TO DO:
1. In the GCSE results article, from what time can results usually be collected?
2. Rewrite the GCSE results article starting with "GCSE Results: What" and going on through "many different reasons.", putting "stressful" in place of "nerve-wracking".
3. Continue the article on GCSE results day from the point where it stops.

:: PAGE EXCERPT ::

GCSE Results: What to expect and how the grading system will work

After months of anxious waiting, GCSE results day is finally approaching. For many pupils, this will be the most nerve-wracking day of their lives so far.

GCSE students across Yorkshire and Lincolnshire will collect their results the morning of Thursday, August 20, 2020 despite exams being cancelled due to the coronavirus pandemic.

But, this results day is likely to be different for students across the Calendar region for many different reasons.

Here is all you need to know:

Only 7.2% of children in care achieve a pass grade in their English and Maths GCSEs compared to 50% of non-looked after children. Credit: PA Images

How do I get my GCSE results?

The results will be available on Thursday morning (20th August). Due to the ongoing coronavirus pandemic, results day will follow a different process this year. Collection times may vary to adhere to social distancing measures. Usually, they can be collected from around 8am. It's best to check with your school in regards to what the specific plan is.

If you’re unable to go to collect your results, you can ask to receive them by post or email. You can also arrange for a relative or friend to pick up your results for you. They’ll need to take in a signed letter from you and a form of ID for themselves.

How are my GCSE results calculated?

:::
:: DATA PROVIDED ::

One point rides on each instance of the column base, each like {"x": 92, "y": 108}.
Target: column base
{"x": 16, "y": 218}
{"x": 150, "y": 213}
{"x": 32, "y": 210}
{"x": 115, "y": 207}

:::

RESULTS OF THE EXERCISE:
1. From around 8am.

2.
GCSE Results: What to expect and how the grading system will work

After months of anxious waiting, GCSE results day is finally approaching. For many pupils, this will be the most stressful day of their lives so far.

GCSE students across Yorkshire and Lincolnshire will collect their results the morning of Thursday, August 20, 2020 despite exams being cancelled due to the coronavirus pandemic.

But, this results day is likely to be different for students across the Calendar region for many different reasons.

3.
All exams in 2020 were called off as the coronavirus lockdown forced schools to close. So initially results were calculated by a controversial algorithm, which used a school’s exam history to determine pupil’s grades.

Teachers were asked to rank pupils in order of best to worst predicted exam performance. These rankings were then sent to exam regulator Ofqual, which moderated them, taking into account each school’s previous exam performance.

However, when the A-level results came out last week 40% of student’s grades seemed to have been unfairly downgraded.

After widespread backlash, the government u-turned on this policy, and now GCSE pupils will be given either their Ofqual-moderated grades or their original teacher-predicted grades, depending on which is higher.

GCSE grading system, old vs new. Credit: ITV News

GCSE's are graded on a scale of 1-9, with one being the lowest and 9 being the highest. This year, there are specific no grade boundaries, as pupils are not receiving marks for individual papers.